- _Source excerpt_
******

Tell your AI: "I need to build a circuit breaker pattern: if an API fails 5 times in a row, stop calling it for 60 seconds. After 60 seconds, try again (one call). If it succeeds, resume normal operation. If it fails, wait another 60 seconds. Implement this as a class with AI's help. Explain the tradeoffs: What if the API recovers before 60s?"

Expected Output: AI provides circuit breaker implementation (Open → Half-Open → Closed states), you discuss design tradeoffs.

Code Example Validation Steps

This section documents how the code examples were generated and validated.

Specification-to-Code Flow

For all code examples in this lesson:

Specification: Python 3.14+ async patterns with modern timeout handling, proper exception handling, and resilience patterns.

AI Prompts Used (representative):

"Generate Python 3.14 async code that uses asyncio.timeout() context manager
to fetch an API with a 5-second timeout. Handle TimeoutError gracefully with
a fallback value. Include full type hints."

******

- _Written tasks_
**A.** Name the states of the circuit breaker listed in the expected output of the circuit breaker excerpt.
**B.** Return every line in the rows below that contains the string "Target", matching case exactly.

- _Point annotation records_
******

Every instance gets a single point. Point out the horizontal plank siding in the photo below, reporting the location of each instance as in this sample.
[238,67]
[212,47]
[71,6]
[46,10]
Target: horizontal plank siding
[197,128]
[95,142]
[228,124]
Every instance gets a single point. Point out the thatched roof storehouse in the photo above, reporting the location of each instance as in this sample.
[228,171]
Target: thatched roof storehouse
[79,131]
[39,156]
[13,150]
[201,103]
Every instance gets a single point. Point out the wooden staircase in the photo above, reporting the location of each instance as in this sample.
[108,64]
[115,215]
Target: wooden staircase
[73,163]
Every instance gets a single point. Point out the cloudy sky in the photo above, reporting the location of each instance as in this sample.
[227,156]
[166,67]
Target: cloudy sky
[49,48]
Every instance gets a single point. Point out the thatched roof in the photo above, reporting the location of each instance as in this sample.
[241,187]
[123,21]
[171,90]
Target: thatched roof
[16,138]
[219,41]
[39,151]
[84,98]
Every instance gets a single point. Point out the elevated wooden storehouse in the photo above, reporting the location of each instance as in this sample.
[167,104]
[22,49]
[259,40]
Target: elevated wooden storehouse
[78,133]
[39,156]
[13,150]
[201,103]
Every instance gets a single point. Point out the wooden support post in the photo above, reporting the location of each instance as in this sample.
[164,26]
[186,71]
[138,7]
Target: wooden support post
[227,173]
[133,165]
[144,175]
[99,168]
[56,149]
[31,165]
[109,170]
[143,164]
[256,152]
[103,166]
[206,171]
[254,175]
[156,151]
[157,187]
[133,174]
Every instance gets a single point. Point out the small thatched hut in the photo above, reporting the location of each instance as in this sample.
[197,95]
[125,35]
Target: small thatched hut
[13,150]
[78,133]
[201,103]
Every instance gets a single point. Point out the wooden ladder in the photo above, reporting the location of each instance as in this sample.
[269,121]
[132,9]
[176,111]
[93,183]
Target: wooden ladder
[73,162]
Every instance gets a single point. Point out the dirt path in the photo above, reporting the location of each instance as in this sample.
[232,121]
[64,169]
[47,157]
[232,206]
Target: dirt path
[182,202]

******

- _Results in order_
**A.** Open, Half-Open, Closed

**B.**
Target: horizontal plank siding
Target: thatched roof storehouse
Target: wooden staircase
Target: cloudy sky
Target: thatched roof
Target: elevated wooden storehouse
Target: wooden support post
Target: small thatched hut
Target: wooden ladder
Target: dirt path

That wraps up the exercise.